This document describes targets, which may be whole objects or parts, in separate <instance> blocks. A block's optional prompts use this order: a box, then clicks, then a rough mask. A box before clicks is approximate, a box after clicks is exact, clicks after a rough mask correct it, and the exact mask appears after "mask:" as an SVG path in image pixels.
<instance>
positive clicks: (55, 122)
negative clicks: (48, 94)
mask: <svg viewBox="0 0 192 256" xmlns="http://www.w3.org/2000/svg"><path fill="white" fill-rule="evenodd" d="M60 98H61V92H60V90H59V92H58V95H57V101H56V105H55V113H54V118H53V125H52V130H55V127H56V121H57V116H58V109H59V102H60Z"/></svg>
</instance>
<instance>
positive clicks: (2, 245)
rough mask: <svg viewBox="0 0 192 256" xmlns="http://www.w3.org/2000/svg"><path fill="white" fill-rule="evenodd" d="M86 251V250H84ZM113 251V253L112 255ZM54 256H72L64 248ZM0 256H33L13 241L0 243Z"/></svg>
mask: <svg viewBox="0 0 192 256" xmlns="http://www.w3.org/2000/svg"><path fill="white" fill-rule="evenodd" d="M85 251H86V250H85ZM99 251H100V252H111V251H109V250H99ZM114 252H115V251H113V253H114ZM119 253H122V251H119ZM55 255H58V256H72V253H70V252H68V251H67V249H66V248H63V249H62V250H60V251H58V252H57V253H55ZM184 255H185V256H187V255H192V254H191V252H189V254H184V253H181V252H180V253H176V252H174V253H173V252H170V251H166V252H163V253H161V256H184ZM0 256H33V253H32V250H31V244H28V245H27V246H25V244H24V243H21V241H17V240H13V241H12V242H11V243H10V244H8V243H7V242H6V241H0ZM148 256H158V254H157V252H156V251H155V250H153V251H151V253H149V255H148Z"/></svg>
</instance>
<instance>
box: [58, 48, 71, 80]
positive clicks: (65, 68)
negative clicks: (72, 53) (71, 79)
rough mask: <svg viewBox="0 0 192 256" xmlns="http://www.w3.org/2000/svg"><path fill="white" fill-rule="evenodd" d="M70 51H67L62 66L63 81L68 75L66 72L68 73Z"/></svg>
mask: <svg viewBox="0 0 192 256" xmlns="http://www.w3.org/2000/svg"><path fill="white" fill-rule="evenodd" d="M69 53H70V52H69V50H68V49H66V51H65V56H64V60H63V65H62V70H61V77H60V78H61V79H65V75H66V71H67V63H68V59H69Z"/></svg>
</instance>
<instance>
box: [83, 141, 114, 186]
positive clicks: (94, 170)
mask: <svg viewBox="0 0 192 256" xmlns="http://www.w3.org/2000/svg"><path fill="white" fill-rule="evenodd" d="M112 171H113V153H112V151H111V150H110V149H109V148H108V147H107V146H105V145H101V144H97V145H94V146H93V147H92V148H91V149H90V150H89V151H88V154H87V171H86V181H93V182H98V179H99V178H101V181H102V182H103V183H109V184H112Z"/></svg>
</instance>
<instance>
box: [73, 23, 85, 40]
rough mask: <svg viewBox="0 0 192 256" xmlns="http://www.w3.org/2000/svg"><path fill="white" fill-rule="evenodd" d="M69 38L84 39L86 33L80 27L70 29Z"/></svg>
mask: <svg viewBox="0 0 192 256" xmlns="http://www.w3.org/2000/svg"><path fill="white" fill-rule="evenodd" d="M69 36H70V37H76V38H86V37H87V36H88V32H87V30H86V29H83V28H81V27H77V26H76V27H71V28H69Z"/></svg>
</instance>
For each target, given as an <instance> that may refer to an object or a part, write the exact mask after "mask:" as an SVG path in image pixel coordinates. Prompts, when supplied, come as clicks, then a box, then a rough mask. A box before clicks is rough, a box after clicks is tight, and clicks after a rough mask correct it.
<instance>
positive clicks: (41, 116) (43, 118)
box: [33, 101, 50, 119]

---

**Your instructions**
Could you repeat every record above exactly as it is written?

**Result below**
This document describes targets, which may be whole objects or parts, in separate <instance> blocks. A block's optional prompts use this order: a box, then clicks, then a rough mask. A box before clicks is approximate, a box after clicks is exact, clicks after a rough mask correct it, and the exact mask appears after "mask:" as an SVG path in image pixels.
<instance>
positive clicks: (55, 122)
negative clicks: (48, 94)
mask: <svg viewBox="0 0 192 256" xmlns="http://www.w3.org/2000/svg"><path fill="white" fill-rule="evenodd" d="M60 98H61V92H60V90H59V92H58V95H57V101H56V105H55V113H54V118H53V125H52V130H55V127H56V121H57V116H58V109H59V102H60Z"/></svg>
</instance>
<instance>
positive clicks: (2, 245)
rough mask: <svg viewBox="0 0 192 256" xmlns="http://www.w3.org/2000/svg"><path fill="white" fill-rule="evenodd" d="M86 251V250H84ZM113 251V253L112 255ZM54 256H72L64 248ZM0 256H33L13 241L0 243Z"/></svg>
mask: <svg viewBox="0 0 192 256" xmlns="http://www.w3.org/2000/svg"><path fill="white" fill-rule="evenodd" d="M85 251H86V250H85ZM99 251H100V252H111V251H109V250H99ZM114 252H115V251H113V253H114ZM119 253H122V251H119ZM55 255H58V256H72V253H70V252H68V251H67V249H66V248H63V249H62V250H60V251H58V252H57V253H55ZM184 255H185V256H187V255H192V254H191V252H189V254H184V253H181V252H180V253H176V252H174V253H173V252H170V251H166V252H163V253H161V256H184ZM0 256H33V253H32V250H31V244H28V245H27V246H25V244H24V243H21V241H17V240H13V241H12V242H11V243H10V244H8V243H7V242H6V241H0ZM148 256H158V254H157V252H156V251H155V250H153V251H151V253H149V255H148Z"/></svg>
</instance>
<instance>
box: [58, 48, 71, 80]
positive clicks: (65, 68)
negative clicks: (72, 53) (71, 79)
rough mask: <svg viewBox="0 0 192 256" xmlns="http://www.w3.org/2000/svg"><path fill="white" fill-rule="evenodd" d="M70 51H67L62 66L63 81L68 75L66 72L68 73Z"/></svg>
mask: <svg viewBox="0 0 192 256" xmlns="http://www.w3.org/2000/svg"><path fill="white" fill-rule="evenodd" d="M69 53H70V52H69V50H68V49H66V51H65V56H64V60H63V65H62V70H61V77H60V78H61V79H65V75H66V71H67V63H68V59H69Z"/></svg>
</instance>
<instance>
box: [83, 141, 114, 186]
positive clicks: (94, 170)
mask: <svg viewBox="0 0 192 256" xmlns="http://www.w3.org/2000/svg"><path fill="white" fill-rule="evenodd" d="M112 171H113V153H112V151H111V150H110V149H109V148H108V147H107V146H105V145H101V144H97V145H94V146H93V147H92V148H91V149H90V150H89V151H88V154H87V171H86V181H93V182H98V179H99V178H101V181H102V182H103V183H109V184H112Z"/></svg>
</instance>
<instance>
box: [73, 23, 85, 40]
rough mask: <svg viewBox="0 0 192 256" xmlns="http://www.w3.org/2000/svg"><path fill="white" fill-rule="evenodd" d="M69 38L84 39L86 33L80 27L70 29Z"/></svg>
mask: <svg viewBox="0 0 192 256" xmlns="http://www.w3.org/2000/svg"><path fill="white" fill-rule="evenodd" d="M69 36H70V37H76V38H86V37H87V36H88V32H87V30H86V29H83V28H81V27H77V26H76V27H71V28H69Z"/></svg>
</instance>
For each target, given as an <instance> that may refer to an object or a part, write the exact mask after "mask:" as an SVG path in image pixel coordinates. Prompts, when supplied, come as clicks, then a box, then a rough mask. A box before clicks is rough, a box after clicks is tight, and clicks after a rough mask correct it.
<instance>
positive clicks: (41, 116) (43, 118)
box: [33, 101, 50, 119]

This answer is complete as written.